**PROBLEM STATEMENT**
Reproduce, word for word, everything in the material from the line containing "Place a dot on every instance of the distant" down to its final line, with both of those lines included. Give only these lines.

**DATA TO USE**
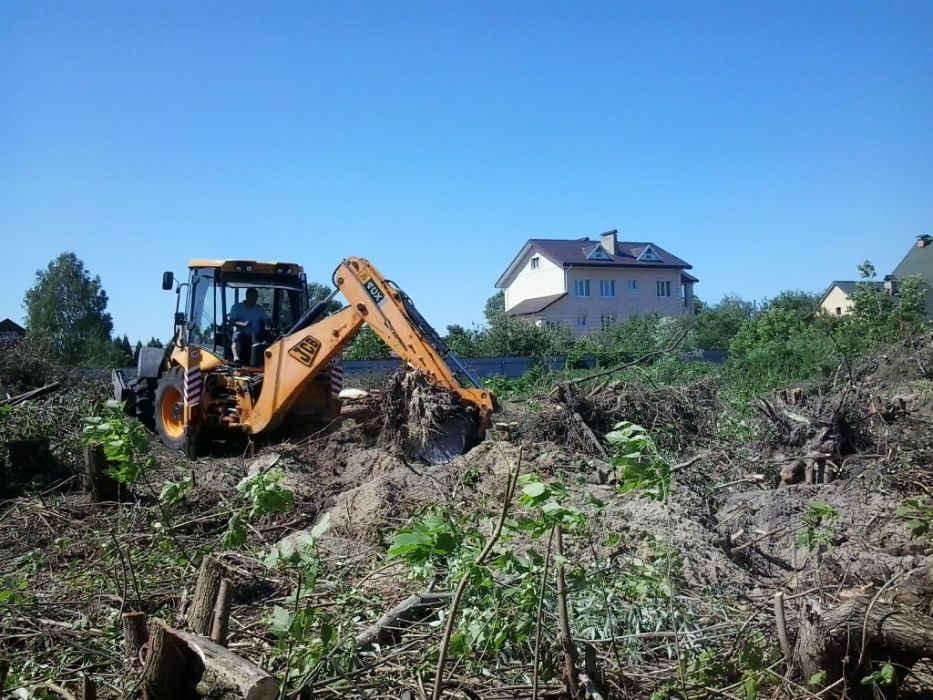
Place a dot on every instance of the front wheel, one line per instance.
(170, 414)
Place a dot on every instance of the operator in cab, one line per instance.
(249, 320)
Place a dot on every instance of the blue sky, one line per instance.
(773, 145)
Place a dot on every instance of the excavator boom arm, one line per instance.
(294, 360)
(393, 317)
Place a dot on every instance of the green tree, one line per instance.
(884, 313)
(68, 308)
(715, 326)
(804, 304)
(367, 346)
(494, 310)
(464, 342)
(778, 346)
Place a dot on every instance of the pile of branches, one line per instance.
(677, 417)
(873, 408)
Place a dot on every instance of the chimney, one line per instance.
(608, 242)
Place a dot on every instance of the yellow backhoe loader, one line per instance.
(289, 370)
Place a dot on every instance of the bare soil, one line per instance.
(71, 567)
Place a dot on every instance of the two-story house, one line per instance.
(837, 299)
(587, 285)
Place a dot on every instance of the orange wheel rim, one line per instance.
(173, 415)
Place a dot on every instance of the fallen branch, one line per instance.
(461, 588)
(410, 610)
(31, 394)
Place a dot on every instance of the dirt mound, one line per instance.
(678, 417)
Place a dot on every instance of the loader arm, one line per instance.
(293, 361)
(393, 317)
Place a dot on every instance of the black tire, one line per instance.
(144, 405)
(170, 416)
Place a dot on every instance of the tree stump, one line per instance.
(171, 670)
(94, 480)
(135, 633)
(183, 666)
(831, 640)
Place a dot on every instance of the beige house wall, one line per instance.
(571, 310)
(547, 279)
(837, 302)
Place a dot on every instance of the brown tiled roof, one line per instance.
(574, 252)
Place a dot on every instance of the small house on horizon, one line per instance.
(587, 285)
(11, 332)
(837, 299)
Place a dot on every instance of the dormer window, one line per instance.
(598, 253)
(649, 254)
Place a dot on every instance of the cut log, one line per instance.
(95, 481)
(171, 669)
(201, 615)
(410, 610)
(228, 676)
(831, 640)
(220, 625)
(88, 689)
(186, 666)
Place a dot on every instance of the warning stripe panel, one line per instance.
(192, 386)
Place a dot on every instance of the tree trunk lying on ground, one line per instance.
(845, 640)
(185, 666)
(95, 481)
(403, 615)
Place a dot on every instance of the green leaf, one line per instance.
(281, 620)
(818, 678)
(535, 489)
(323, 525)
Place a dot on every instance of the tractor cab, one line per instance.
(214, 287)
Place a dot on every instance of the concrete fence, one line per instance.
(485, 367)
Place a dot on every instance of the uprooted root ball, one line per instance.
(417, 411)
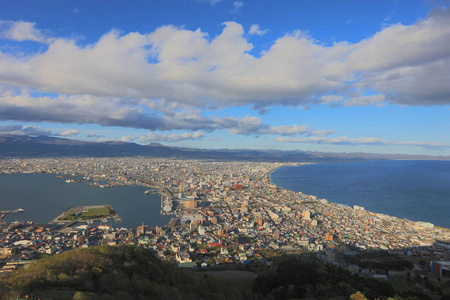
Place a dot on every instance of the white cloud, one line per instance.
(21, 31)
(212, 2)
(365, 100)
(158, 137)
(109, 111)
(237, 6)
(141, 80)
(24, 130)
(255, 29)
(362, 141)
(70, 132)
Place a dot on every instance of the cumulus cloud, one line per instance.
(174, 137)
(108, 111)
(237, 6)
(212, 2)
(164, 79)
(255, 29)
(362, 141)
(188, 67)
(70, 132)
(24, 130)
(21, 31)
(92, 135)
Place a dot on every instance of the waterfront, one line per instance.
(415, 190)
(45, 196)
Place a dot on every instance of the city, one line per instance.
(224, 213)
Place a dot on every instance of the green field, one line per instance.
(91, 214)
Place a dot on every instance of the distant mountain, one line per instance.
(45, 146)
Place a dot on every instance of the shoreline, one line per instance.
(342, 204)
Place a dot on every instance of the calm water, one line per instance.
(45, 196)
(415, 190)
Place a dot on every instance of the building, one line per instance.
(306, 215)
(190, 204)
(440, 268)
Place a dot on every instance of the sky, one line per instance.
(328, 76)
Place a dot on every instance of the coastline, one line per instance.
(391, 215)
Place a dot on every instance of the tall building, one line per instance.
(328, 237)
(190, 204)
(306, 214)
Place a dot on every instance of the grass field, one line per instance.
(90, 214)
(101, 211)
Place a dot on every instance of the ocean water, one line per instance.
(45, 196)
(415, 190)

**RESPONSE**
Place a dot on every instance of the distant mountain, one line per instance.
(45, 146)
Place a dot on every instance of the shoreline, one line per instance.
(342, 204)
Place a dot on every instance of the calm water, one line per instance.
(45, 196)
(415, 190)
Place a dot on every instance of the building, one line per instance.
(306, 215)
(190, 204)
(440, 268)
Place a dot on every instance of the sky, one line per instance.
(328, 76)
Place a dot on every instance of the coastline, one line per instance.
(391, 215)
Place a dot on every instance of the tall building, one line per instance.
(328, 237)
(190, 204)
(306, 214)
Place a dot on every instance of the grass field, one line per instance.
(90, 214)
(101, 211)
Place a dot on every instance of the ocean water, one line per instance.
(45, 196)
(415, 190)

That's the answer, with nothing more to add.